■ **What is required**:
Reproduce word for word the lines of the listing below, from the line containing "[segment] brown leaf" through the final line of the listing, including both.

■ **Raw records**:
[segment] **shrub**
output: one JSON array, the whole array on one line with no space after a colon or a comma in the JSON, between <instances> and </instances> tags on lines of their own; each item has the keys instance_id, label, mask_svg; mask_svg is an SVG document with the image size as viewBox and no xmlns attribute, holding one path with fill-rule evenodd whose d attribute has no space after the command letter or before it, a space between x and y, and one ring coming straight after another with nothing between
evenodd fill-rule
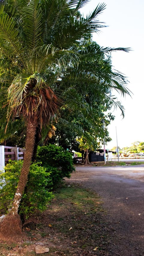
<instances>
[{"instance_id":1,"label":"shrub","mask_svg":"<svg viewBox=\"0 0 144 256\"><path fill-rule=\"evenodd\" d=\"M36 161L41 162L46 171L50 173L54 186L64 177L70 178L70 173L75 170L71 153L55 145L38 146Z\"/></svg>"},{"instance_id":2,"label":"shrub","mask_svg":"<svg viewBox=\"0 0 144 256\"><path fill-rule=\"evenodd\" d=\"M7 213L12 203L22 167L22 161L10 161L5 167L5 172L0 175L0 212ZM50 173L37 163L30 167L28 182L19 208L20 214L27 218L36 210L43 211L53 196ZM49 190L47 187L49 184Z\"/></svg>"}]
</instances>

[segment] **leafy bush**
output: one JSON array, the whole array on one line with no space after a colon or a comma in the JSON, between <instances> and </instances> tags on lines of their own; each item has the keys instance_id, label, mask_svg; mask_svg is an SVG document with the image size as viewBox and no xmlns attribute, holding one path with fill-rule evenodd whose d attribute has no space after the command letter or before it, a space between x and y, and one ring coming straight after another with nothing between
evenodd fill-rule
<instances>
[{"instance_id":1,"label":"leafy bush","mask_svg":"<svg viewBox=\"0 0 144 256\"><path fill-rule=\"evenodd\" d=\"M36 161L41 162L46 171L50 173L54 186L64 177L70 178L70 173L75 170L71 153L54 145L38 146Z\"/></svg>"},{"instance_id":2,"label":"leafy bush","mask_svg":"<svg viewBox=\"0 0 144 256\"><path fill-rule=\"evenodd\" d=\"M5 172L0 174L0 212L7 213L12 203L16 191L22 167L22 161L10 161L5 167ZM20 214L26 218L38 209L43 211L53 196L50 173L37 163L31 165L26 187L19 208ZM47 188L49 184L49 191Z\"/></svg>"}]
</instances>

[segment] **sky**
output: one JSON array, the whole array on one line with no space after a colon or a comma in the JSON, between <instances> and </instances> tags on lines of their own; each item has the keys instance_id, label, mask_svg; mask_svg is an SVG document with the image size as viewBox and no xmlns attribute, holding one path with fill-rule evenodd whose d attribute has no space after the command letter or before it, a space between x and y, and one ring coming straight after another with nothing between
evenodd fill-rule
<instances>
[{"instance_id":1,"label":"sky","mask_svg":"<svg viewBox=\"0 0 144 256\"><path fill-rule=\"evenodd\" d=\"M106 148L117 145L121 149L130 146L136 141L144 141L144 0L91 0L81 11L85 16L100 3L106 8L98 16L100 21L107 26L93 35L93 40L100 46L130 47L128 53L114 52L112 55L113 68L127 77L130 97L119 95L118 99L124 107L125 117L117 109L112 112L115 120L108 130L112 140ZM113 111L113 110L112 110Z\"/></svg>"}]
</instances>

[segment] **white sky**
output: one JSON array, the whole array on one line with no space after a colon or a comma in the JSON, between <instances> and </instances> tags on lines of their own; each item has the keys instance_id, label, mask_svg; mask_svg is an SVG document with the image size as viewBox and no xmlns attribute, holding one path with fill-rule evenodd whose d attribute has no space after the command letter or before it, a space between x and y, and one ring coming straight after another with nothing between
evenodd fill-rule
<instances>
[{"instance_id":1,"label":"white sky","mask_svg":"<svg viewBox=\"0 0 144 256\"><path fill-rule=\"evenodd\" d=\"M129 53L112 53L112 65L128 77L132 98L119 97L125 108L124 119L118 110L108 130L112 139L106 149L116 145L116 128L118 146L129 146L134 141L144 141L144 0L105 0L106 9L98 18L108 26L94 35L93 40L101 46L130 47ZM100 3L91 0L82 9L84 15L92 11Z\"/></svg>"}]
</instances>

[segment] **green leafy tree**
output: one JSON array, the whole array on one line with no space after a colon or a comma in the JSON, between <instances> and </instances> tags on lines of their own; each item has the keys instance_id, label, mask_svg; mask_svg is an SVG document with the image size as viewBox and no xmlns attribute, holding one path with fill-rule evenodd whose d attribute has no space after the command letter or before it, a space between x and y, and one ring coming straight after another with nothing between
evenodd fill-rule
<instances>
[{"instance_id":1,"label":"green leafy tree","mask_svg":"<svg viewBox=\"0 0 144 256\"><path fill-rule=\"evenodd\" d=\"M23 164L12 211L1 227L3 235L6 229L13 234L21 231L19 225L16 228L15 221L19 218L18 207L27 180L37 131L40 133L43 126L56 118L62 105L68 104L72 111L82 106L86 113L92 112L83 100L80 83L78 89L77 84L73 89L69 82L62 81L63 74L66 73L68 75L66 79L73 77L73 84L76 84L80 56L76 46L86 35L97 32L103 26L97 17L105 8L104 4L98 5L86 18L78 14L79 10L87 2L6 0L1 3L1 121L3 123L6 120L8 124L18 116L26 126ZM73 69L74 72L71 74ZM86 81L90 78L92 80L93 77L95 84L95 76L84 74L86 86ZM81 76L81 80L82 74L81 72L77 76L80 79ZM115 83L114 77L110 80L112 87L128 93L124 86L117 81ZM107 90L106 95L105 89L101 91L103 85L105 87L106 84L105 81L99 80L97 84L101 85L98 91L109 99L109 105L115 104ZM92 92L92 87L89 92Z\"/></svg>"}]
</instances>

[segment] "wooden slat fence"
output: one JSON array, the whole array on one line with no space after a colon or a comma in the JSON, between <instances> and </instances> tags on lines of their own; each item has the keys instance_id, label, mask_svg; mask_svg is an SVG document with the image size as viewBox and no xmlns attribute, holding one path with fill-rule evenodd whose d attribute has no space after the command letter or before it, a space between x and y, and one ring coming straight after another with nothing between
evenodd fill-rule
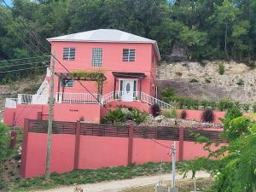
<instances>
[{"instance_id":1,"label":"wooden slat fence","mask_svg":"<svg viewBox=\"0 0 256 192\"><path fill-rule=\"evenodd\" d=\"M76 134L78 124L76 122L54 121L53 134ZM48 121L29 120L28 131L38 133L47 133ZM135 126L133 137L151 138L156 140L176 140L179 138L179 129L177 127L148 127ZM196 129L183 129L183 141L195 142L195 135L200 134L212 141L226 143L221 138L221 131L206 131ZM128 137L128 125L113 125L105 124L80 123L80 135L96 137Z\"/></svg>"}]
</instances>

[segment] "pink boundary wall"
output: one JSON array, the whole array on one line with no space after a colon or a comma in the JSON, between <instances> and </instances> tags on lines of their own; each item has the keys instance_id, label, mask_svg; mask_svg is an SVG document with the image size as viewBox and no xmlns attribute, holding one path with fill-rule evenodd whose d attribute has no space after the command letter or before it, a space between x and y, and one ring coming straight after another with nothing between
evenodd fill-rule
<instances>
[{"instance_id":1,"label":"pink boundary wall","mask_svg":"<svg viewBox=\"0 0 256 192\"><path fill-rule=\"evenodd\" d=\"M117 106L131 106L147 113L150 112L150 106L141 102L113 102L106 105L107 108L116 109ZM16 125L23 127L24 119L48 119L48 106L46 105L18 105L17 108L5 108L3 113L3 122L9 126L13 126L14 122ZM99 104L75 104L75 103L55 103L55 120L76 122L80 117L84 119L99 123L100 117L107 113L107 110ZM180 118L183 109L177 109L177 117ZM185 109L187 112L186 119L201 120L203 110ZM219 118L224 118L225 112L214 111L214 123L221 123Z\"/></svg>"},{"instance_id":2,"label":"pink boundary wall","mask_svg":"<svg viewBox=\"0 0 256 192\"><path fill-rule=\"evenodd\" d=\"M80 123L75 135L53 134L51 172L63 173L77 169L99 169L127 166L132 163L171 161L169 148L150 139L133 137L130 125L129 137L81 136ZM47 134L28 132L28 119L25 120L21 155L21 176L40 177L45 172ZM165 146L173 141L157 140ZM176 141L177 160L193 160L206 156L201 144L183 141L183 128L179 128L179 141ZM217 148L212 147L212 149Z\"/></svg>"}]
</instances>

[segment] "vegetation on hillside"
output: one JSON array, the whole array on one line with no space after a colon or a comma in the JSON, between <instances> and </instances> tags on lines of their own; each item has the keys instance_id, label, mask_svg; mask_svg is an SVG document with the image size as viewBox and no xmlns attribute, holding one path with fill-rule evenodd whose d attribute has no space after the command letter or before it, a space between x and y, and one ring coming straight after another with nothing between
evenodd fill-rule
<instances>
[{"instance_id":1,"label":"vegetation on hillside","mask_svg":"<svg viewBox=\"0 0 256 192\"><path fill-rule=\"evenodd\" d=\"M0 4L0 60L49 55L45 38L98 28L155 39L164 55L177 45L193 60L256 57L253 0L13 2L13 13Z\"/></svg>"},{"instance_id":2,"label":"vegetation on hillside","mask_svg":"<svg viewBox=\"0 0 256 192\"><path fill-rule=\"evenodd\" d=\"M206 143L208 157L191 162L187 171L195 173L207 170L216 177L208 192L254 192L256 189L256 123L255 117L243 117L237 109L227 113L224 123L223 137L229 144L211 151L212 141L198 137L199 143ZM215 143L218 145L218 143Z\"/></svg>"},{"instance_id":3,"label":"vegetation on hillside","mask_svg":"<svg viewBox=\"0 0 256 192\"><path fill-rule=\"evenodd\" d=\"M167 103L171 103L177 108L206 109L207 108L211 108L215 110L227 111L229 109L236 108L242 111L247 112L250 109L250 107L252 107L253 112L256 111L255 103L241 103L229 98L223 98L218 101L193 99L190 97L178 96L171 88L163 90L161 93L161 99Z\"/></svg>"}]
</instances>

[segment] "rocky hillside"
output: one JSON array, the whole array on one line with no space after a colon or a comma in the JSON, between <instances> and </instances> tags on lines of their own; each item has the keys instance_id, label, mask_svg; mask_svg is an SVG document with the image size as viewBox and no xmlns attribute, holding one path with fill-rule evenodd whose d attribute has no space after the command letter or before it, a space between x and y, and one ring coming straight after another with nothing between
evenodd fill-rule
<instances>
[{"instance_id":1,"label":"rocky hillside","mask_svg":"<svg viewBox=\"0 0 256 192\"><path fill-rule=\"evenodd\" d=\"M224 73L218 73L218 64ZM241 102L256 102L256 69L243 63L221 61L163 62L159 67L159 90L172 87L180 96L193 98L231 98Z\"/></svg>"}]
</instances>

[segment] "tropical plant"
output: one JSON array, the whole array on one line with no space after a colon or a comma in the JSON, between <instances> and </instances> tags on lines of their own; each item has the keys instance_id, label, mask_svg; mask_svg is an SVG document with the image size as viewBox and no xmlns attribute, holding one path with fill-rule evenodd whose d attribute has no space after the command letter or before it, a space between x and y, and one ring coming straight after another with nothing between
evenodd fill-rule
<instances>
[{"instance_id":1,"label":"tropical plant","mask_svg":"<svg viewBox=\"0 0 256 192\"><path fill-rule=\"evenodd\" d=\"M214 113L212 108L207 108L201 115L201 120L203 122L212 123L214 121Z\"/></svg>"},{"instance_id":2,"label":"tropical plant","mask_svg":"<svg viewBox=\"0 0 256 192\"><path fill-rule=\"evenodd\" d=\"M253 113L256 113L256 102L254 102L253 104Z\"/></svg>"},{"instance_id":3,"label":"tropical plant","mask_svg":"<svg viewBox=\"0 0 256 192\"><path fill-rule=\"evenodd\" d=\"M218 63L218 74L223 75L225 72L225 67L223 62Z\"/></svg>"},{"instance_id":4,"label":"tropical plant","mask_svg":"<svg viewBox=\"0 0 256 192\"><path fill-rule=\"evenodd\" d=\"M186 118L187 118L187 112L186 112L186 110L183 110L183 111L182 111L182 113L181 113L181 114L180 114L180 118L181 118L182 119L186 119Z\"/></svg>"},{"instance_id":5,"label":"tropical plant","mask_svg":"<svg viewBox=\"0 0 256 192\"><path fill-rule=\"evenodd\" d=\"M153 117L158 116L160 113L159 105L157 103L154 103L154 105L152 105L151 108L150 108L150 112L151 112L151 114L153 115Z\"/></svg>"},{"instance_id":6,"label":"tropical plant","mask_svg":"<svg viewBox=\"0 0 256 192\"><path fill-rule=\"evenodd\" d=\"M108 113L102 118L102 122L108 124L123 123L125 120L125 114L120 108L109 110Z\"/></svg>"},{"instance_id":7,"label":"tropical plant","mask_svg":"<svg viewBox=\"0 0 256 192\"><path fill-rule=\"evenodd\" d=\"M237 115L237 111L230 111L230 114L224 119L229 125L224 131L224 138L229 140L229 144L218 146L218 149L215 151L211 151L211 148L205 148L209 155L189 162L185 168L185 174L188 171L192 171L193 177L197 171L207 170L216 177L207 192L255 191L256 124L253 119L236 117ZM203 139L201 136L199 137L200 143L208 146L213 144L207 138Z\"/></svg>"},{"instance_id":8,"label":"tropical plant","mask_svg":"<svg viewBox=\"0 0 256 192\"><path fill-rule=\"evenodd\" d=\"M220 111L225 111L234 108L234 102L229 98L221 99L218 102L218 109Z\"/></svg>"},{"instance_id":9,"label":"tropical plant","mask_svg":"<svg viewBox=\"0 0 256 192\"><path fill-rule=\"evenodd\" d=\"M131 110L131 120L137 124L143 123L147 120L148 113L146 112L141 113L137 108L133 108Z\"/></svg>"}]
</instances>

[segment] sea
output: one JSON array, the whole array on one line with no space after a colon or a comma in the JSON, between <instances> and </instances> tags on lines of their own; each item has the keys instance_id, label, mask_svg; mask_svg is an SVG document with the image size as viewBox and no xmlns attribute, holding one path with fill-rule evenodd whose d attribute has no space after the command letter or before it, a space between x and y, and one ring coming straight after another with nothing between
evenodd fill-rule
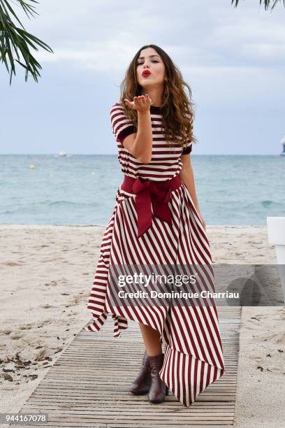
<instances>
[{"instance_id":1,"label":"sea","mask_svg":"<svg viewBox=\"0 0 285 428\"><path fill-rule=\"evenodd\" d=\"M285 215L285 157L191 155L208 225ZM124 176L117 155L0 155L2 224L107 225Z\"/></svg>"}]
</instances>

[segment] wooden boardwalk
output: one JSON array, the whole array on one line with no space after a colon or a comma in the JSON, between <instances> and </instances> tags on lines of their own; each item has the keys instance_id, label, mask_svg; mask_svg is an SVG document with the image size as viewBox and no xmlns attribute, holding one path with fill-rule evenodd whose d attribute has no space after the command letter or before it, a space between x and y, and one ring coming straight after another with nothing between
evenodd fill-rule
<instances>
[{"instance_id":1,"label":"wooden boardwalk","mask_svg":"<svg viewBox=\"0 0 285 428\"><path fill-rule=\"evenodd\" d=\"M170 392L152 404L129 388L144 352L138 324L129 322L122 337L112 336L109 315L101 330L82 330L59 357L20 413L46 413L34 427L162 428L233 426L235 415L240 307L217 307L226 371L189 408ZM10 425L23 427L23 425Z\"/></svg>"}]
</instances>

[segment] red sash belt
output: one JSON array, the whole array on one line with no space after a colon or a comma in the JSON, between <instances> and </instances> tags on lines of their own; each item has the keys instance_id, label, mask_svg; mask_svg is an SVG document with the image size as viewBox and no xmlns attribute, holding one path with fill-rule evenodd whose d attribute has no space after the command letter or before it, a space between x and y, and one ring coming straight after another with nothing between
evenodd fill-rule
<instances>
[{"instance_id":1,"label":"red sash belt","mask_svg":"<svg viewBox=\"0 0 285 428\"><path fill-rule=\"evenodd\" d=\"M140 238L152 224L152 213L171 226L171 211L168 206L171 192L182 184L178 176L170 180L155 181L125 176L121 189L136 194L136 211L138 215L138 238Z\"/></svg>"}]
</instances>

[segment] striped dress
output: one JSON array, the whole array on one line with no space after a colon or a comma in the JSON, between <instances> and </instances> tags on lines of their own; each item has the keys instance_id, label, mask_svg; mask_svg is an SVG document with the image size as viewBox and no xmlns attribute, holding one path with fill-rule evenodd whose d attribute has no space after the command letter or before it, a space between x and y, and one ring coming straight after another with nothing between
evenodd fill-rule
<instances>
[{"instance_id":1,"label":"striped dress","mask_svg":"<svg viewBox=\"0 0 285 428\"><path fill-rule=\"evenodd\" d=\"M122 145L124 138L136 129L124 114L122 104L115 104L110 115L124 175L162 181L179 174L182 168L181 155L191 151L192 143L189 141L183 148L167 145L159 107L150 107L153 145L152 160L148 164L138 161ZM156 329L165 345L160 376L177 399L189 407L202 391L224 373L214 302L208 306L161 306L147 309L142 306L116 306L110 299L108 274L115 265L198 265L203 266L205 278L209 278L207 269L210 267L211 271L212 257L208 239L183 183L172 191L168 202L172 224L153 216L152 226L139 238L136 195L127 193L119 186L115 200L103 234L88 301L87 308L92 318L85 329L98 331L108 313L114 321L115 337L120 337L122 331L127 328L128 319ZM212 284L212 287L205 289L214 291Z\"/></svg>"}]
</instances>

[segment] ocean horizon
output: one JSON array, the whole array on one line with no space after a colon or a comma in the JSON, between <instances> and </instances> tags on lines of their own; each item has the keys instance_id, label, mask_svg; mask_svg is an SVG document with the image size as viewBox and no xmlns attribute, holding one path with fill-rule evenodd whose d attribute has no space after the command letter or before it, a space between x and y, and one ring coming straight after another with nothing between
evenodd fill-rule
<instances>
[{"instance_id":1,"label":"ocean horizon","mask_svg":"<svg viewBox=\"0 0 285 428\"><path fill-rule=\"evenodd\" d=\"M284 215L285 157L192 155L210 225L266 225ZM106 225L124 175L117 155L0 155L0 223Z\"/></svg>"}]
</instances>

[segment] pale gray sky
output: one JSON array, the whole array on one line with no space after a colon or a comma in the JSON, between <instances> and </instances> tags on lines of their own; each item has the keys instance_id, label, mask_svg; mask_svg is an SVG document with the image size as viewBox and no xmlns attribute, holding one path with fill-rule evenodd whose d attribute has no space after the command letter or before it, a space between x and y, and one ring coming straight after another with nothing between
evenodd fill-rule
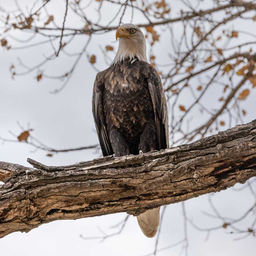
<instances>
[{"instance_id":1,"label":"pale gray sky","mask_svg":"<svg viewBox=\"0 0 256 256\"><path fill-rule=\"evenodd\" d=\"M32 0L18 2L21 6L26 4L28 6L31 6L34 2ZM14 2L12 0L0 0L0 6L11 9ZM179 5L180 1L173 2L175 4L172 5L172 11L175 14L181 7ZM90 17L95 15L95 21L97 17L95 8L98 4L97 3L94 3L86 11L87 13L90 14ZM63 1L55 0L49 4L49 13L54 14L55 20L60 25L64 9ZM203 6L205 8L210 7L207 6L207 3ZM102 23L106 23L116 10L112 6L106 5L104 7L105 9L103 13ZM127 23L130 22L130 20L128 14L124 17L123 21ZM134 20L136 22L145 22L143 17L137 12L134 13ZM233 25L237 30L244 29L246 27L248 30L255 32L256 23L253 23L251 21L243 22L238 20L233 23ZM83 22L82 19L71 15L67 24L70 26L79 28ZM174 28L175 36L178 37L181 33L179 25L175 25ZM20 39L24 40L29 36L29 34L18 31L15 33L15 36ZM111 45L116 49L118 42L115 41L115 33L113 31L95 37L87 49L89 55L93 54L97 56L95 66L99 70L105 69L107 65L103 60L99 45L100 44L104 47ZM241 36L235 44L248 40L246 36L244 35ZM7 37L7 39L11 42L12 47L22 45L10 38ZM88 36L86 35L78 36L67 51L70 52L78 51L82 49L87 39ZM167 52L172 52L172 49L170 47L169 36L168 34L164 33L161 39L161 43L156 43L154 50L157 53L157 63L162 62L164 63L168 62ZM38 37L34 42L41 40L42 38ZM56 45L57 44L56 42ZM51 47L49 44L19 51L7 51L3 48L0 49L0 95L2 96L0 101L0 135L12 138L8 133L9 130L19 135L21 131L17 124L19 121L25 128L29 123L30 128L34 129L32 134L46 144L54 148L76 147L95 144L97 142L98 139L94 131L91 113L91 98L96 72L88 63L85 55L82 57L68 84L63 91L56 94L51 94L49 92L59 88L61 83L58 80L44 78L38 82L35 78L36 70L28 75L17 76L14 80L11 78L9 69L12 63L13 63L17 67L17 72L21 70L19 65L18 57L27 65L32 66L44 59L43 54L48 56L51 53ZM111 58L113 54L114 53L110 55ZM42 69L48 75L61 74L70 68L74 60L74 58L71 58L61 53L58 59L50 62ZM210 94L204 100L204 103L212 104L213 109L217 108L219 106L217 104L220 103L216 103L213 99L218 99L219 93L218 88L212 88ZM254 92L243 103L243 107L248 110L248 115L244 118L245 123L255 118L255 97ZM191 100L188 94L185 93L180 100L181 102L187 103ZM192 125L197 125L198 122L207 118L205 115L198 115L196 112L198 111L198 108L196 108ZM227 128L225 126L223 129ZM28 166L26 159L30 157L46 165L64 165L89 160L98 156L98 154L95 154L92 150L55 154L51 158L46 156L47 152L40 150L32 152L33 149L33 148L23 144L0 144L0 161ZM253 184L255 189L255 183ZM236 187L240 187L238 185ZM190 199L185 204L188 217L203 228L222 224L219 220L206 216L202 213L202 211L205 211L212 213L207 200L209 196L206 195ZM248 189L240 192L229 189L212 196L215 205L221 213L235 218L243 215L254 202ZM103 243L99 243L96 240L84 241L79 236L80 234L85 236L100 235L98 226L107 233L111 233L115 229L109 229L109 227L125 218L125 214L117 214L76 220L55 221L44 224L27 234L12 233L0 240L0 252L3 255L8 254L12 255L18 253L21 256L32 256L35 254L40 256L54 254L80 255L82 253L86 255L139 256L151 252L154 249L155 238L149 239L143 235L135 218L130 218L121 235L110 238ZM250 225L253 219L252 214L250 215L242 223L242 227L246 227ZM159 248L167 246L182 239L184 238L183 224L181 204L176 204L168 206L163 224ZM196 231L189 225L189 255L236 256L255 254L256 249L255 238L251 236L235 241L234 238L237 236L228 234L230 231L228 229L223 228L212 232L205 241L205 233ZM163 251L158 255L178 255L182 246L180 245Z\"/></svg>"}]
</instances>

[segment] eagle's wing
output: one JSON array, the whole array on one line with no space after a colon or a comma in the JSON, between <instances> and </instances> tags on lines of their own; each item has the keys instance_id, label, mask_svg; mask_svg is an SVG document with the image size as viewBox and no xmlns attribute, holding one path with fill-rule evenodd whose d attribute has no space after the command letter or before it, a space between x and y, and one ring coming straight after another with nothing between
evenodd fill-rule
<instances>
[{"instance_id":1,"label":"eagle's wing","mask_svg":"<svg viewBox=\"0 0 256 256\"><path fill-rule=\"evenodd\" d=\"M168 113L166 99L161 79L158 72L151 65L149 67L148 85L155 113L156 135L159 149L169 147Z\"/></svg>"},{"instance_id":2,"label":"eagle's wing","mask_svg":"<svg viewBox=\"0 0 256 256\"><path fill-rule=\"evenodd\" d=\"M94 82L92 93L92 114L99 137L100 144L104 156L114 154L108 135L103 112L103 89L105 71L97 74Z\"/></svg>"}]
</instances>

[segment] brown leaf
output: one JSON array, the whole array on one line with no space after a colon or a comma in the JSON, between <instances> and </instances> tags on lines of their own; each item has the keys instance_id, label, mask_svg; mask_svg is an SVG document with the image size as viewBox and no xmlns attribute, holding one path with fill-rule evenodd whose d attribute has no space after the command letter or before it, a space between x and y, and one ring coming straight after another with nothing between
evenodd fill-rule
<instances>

■ **Response to this task**:
[segment] brown leaf
output: one JSON array, the whole array on one line with no space after a colon or a comma in the JSON, between <instances> and </instances> tags on lines of their own; each item has the keys instance_id, label, mask_svg; mask_svg is an SVG document with the image size as viewBox and no xmlns attribute, holding one path with fill-rule evenodd whose d attribute has no space after the command letter or before it, a space between x and y, and one ring coming straight after another with nothing between
evenodd fill-rule
<instances>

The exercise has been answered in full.